● **Request 1**
According to the forum thread on Northern California GTO owners, what car did channelguy previously have?

● **Passage**
================

# Nor Cal GTO owners??



## MonaroGuy06 (Feb 1, 2007)

Hey, I live in Hayward Cali and dont really know too many GOAT owners...wanted to see where they all meet up..Maybe hit up the race ways in San Jose or even Sacramento. Let me know


----------



## 707GTOLS2 (Aug 31, 2005)

Wsup man PM sent


----------



## ls2weber (Apr 21, 2007)

Man I'm in Sac and I have been trying to hook up with other GTO owners, I can't seem to find this club Nor-Cal Goats.


----------



## rtviper (Jan 31, 2007)

*Nor Cal Goats*

I am in Sac also (Folsom). I just went to my first GTG in Concord with Nor Cal.

Great fun, keep an eye on this and the LS1GTO forums. Met all the people that were there from Nor Cal. really great people and very knowledgable.

let me know if you want to get together sometime. Like I said, I am in Folsom.


----------



## tha joker (Feb 10, 2005)

yeah we are all over on ls1gto.com....... in the north west section....they is alot of us NOR-CAL-GOATS


----------



## ls2weber (Apr 21, 2007)

rtviper said:


> I am in Sac also (Folsom). I just went to my first GTG in Concord with Nor Cal.
> 
> Great fun, keep an eye on this and the LS1GTO forums. Met all the people that were there from Nor Cal. really great people and very knowledgable.
> 
> let me know if you want to get together sometime. Like I said, I am in Folsom.


Hey I'm in Orangevale let's hook up!!!


----------



## rtviper (Jan 31, 2007)

ls2weber said:


> Hey I'm in Orangevale let's hook up!!!


I'm into that.. Where ?


----------



## channelguy (Apr 19, 2007)

I'm interested. Previously had a Z06 and we would meet up a couple of times a year. I'm in Fremont and my '06 Lingenfelter Revenge will be in my hands by end of May.

================

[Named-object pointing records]
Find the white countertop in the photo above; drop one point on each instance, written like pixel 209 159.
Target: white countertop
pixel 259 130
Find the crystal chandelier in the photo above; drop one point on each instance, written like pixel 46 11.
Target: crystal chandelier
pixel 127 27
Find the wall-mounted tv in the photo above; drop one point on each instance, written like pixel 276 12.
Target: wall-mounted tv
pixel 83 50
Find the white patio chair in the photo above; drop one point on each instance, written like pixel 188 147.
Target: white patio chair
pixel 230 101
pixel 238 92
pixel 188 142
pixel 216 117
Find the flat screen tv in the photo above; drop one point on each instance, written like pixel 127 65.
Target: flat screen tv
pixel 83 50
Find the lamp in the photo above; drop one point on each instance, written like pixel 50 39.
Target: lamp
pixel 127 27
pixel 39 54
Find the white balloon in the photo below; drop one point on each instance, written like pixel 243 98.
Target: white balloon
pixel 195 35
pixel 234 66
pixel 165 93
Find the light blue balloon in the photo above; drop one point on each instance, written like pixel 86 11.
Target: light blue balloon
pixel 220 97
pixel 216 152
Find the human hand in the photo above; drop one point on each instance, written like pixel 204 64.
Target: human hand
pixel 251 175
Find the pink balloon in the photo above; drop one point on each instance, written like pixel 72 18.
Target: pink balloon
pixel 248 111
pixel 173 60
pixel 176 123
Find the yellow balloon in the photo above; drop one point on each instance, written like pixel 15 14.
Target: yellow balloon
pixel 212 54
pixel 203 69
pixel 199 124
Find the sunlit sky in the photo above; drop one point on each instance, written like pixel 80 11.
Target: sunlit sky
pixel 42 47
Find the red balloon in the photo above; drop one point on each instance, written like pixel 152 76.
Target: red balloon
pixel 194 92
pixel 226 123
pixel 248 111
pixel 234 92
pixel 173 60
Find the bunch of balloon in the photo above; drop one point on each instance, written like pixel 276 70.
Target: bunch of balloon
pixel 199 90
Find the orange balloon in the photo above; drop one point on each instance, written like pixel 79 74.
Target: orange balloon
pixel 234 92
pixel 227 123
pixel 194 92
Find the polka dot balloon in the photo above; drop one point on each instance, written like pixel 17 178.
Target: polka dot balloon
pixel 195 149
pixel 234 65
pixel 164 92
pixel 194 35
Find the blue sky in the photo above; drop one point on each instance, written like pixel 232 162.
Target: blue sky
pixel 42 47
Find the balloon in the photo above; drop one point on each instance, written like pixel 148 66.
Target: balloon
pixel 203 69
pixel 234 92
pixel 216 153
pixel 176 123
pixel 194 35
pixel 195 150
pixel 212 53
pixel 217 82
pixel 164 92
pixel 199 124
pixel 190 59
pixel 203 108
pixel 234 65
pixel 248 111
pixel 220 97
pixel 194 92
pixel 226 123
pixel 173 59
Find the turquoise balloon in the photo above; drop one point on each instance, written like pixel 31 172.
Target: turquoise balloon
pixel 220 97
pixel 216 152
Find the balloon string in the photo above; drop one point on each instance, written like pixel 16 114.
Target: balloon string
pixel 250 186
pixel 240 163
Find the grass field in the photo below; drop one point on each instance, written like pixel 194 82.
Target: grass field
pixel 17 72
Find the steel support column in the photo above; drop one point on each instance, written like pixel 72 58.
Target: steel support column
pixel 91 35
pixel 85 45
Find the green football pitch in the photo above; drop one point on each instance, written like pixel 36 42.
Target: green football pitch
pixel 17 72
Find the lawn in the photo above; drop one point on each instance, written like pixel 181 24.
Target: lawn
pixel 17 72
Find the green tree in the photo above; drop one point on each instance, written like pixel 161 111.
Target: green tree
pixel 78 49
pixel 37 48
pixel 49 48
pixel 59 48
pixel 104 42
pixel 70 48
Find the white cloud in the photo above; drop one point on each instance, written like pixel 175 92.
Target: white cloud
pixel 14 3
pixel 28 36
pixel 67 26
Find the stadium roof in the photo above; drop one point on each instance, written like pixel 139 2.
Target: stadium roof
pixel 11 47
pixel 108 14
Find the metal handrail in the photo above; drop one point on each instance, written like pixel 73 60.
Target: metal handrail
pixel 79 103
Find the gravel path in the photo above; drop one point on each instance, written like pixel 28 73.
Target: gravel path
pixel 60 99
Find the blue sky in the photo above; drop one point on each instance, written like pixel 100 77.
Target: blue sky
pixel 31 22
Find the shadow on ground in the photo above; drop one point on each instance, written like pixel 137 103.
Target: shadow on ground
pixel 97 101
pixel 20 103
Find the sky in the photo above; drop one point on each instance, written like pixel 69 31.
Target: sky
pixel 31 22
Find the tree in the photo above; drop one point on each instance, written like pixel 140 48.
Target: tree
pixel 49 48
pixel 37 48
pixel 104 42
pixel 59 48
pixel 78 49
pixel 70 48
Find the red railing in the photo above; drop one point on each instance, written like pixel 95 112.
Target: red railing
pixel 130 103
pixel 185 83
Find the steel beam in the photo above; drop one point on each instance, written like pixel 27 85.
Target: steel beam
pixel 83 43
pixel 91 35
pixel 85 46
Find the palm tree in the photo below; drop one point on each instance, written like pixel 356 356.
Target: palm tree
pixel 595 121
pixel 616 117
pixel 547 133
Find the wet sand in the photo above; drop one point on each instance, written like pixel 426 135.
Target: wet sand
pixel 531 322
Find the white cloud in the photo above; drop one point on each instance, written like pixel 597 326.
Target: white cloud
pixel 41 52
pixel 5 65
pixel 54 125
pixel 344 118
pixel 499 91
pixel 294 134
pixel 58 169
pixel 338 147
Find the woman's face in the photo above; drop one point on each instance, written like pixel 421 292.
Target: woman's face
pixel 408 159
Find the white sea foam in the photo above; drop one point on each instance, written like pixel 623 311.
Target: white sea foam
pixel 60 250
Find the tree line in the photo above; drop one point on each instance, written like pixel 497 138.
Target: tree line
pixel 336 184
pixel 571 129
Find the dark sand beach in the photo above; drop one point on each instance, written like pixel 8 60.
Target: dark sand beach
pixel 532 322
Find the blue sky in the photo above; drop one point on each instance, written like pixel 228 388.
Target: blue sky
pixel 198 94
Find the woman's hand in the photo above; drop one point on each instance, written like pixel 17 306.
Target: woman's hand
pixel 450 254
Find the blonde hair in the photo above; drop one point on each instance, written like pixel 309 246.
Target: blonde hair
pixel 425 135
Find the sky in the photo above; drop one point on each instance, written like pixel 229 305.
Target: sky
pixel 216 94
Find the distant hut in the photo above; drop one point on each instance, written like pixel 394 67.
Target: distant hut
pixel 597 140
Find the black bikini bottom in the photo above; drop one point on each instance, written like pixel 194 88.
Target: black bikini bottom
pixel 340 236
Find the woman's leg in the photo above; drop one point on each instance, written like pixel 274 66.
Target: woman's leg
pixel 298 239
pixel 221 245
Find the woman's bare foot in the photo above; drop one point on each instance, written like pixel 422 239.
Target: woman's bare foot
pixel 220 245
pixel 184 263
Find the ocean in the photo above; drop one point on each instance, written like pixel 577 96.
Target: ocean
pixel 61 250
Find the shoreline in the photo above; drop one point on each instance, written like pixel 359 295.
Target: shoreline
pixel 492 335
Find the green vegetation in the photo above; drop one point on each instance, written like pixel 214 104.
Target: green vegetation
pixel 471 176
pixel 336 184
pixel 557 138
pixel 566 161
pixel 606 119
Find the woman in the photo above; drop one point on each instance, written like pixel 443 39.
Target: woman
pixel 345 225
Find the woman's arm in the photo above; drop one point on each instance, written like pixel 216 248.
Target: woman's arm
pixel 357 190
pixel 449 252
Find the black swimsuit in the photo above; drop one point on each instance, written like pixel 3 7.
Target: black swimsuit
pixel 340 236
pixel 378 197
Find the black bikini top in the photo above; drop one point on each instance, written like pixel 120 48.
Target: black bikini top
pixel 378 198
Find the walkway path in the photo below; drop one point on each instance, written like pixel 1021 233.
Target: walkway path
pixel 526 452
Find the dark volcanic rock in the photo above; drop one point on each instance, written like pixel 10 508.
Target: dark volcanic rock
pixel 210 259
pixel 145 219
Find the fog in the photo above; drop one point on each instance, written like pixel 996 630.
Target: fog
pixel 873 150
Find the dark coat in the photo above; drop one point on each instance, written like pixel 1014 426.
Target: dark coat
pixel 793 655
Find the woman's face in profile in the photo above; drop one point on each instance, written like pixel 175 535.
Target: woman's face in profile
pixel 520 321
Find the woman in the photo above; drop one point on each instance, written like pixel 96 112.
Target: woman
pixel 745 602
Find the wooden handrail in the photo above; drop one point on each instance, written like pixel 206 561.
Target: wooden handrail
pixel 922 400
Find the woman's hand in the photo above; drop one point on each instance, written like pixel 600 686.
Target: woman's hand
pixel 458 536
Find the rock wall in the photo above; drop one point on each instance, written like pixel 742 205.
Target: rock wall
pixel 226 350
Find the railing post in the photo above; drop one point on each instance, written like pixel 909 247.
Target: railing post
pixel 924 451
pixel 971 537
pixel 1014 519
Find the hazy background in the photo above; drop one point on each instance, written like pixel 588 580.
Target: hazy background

================

● **Request 2**
Rename "rock wall" to "stone wall" in the stretch of entries from the line containing "Find the wooden" through the line containing "pixel 226 350", and give back only those lines with nothing else changed.

● **Output 1**
A Z06.

● **Output 2**
Find the wooden handrail in the photo above; drop one point on each instance, written like pixel 206 561.
Target: wooden handrail
pixel 922 400
Find the woman's hand in the photo above; drop one point on each instance, written like pixel 600 686.
Target: woman's hand
pixel 458 536
Find the stone wall in the photo above; drop one point on each instance, written like pixel 742 205.
Target: stone wall
pixel 226 350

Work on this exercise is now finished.